I looked into teaching students rod building as an after school activity/club. Also looked at it as a part time job. In wonderful New York State, home of governors who cheat on their wives, land of opportunity for lawyers, $9,100 yearly real estate taxes, I would need a college degree and a teaching certificate to step in a class room. So I just give private lessons.

Good fortune with the raffle.

Neil


----------



## mlv (Oct 12, 2007)

Putter Parpart said:


> First time for this event, Neil. Kinda hard to find the original post where it was brought up but several of us chimed in and threw some ideas together on it.
> 
> If you'd like to buy raffle tickets on a great rod for an even greater cause, Doc Ski, Mark Blabaum and I made a rod to raise funds for our Kustom 4 Kids project.
> 
> ...


*Hey Putter....*
* The original post was about the Lamiglas Meeting...and I said I would like to attend, but could not afford to go....*
* Someone else chimed in and said, "it was too far"...then I chimed in and said " Why don't we have our own rod gathering here in Texas"....FTU caught wind of it and the rest is history....*
* We all had a part in it, to make it happen....*


*ML...:texasflag *


----------



## Putter Parpart (Feb 10, 2007)
********************
- _Task goal_: Please copy the rod-building forum thread word for word, from start to finish. The data that comes next is separate from the rod-building forum thread.

- _Material shown_:
********************
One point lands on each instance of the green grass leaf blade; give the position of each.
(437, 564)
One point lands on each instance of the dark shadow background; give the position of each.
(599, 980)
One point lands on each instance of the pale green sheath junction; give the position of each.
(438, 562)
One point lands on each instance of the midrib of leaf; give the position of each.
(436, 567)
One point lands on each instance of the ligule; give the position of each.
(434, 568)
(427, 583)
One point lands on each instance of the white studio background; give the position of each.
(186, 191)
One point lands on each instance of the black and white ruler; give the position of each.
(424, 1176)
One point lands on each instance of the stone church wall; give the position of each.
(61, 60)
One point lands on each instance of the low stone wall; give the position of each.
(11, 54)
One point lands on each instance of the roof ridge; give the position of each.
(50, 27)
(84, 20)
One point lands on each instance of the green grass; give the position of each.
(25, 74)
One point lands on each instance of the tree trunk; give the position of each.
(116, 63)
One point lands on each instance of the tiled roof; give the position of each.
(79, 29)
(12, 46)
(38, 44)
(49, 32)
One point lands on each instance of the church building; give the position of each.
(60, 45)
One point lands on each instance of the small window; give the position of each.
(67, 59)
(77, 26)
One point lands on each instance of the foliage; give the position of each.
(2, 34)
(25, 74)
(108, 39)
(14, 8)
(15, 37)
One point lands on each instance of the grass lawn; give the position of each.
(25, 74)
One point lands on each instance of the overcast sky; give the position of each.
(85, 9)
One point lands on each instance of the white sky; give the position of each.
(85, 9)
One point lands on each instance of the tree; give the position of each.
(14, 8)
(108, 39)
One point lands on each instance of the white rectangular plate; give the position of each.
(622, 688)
********************
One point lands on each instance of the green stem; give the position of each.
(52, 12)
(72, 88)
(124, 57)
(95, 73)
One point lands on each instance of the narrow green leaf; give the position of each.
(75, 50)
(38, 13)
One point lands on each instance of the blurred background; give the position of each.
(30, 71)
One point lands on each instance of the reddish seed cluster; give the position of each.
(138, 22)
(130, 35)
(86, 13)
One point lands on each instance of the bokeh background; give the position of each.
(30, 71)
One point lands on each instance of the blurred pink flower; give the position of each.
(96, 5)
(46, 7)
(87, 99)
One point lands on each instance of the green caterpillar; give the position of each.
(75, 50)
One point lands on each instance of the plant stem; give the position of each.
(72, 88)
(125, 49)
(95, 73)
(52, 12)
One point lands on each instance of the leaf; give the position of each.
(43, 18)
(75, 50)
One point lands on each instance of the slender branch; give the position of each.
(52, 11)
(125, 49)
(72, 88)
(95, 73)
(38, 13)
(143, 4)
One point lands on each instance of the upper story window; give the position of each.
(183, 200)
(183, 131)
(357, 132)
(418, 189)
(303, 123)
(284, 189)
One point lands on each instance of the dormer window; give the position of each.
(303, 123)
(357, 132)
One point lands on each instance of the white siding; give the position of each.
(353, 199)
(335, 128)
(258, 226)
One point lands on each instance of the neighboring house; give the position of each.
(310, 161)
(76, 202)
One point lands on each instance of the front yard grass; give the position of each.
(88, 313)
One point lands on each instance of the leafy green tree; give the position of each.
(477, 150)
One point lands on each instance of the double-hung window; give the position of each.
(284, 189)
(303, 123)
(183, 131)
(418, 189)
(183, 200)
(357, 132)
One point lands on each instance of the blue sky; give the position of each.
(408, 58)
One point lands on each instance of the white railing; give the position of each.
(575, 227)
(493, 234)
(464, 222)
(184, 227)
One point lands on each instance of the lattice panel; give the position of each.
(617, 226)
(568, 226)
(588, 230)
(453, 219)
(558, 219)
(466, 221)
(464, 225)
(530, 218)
********************
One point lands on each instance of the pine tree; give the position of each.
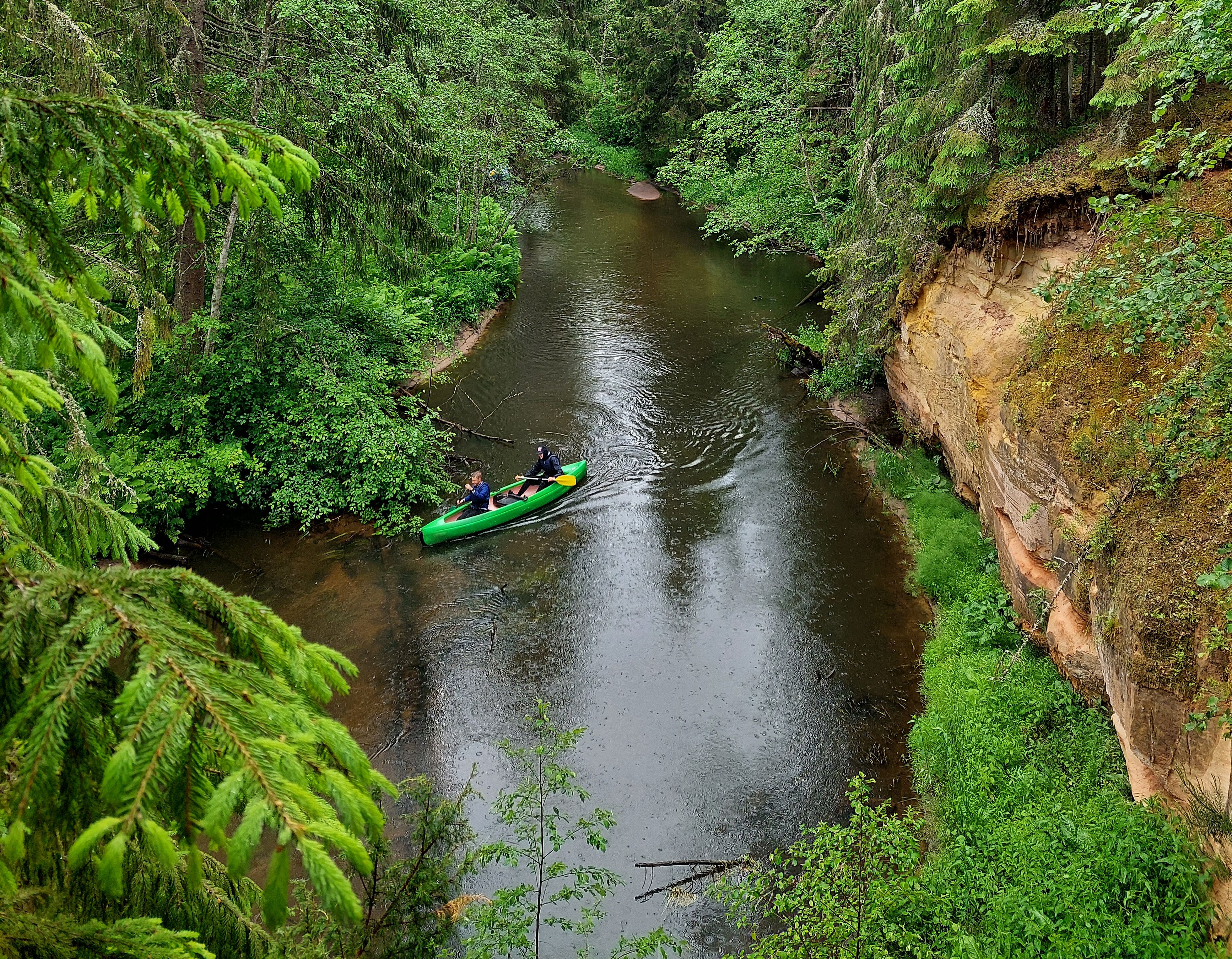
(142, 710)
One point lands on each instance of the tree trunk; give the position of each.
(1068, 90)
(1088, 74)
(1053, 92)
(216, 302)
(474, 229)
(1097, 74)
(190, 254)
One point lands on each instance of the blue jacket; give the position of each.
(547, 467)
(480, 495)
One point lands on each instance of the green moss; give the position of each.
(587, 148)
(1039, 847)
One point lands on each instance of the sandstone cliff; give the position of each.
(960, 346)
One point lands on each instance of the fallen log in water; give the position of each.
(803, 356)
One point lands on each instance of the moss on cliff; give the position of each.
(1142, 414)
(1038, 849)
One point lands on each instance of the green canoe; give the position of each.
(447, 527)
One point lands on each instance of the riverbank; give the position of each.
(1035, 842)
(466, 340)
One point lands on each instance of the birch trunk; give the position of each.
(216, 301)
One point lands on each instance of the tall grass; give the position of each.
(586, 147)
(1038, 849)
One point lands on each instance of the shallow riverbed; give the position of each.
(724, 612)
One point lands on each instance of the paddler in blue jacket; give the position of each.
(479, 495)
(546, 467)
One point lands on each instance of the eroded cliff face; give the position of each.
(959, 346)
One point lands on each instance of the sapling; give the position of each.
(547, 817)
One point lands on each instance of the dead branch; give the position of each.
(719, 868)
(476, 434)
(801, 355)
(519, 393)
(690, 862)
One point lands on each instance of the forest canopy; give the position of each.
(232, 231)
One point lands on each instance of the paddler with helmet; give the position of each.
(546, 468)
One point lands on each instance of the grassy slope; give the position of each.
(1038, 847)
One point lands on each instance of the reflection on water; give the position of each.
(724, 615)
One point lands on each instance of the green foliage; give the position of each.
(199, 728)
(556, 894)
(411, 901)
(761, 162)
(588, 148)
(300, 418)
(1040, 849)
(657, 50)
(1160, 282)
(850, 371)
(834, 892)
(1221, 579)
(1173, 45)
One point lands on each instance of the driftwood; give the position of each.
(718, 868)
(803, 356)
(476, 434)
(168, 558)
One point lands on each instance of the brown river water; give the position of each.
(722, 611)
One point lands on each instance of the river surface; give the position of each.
********************
- _Response_:
I looked into teaching students rod building as an after school activity/club. Also looked at it as a part time job. In wonderful New York State, home of governors who cheat on their wives, land of opportunity for lawyers, $9,100 yearly real estate taxes, I would need a college degree and a teaching certificate to step in a class room. So I just give private lessons.

Good fortune with the raffle.

Neil


----------



## mlv (Oct 12, 2007)

Putter Parpart said:


> First time for this event, Neil. Kinda hard to find the original post where it was brought up but several of us chimed in and threw some ideas together on it.
> 
> If you'd like to buy raffle tickets on a great rod for an even greater cause, Doc Ski, Mark Blabaum and I made a rod to raise funds for our Kustom 4 Kids project.
> 
> ...


*Hey Putter....*
* The original post was about the Lamiglas Meeting...and I said I would like to attend, but could not afford to go....*
* Someone else chimed in and said, "it was too far"...then I chimed in and said " Why don't we have our own rod gathering here in Texas"....FTU caught wind of it and the rest is history....*
* We all had a part in it, to make it happen....*


*ML...:texasflag *


----------



## Putter Parpart (Feb 10, 2007)